[START EXCERPTED DATA]

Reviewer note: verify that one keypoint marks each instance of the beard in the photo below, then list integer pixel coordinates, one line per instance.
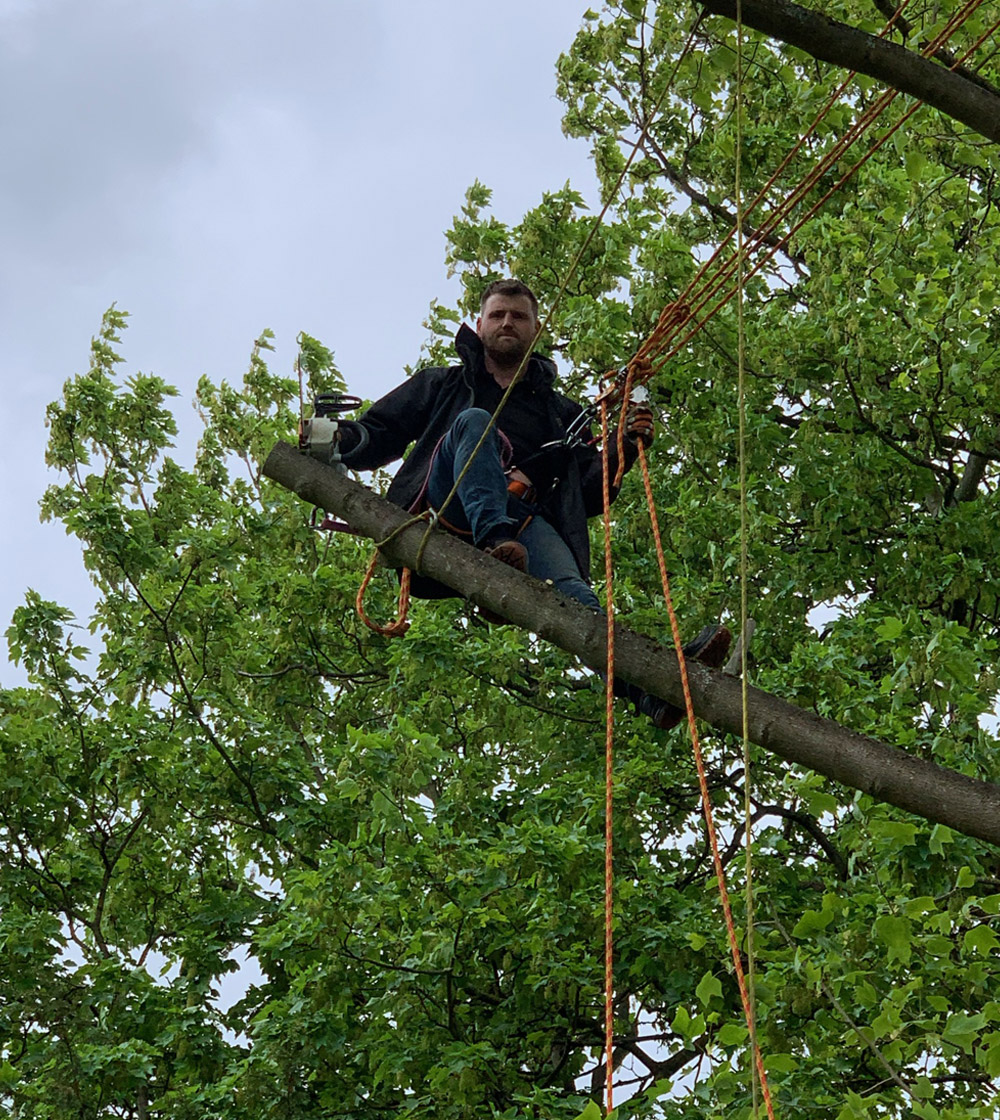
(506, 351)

[END EXCERPTED DATA]
[START EXCERPTED DATA]

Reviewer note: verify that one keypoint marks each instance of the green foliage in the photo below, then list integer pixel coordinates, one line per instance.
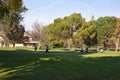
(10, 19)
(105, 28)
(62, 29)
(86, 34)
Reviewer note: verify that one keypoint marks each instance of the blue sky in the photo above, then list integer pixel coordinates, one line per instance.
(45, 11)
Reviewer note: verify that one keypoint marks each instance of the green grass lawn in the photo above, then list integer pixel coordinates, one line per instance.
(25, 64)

[END EXCERPTED DATA]

GOAL: Count the lines of the data above that contain the string "integer", matching case exactly, and reply with only that number.

THE COMPLETED TASK: 4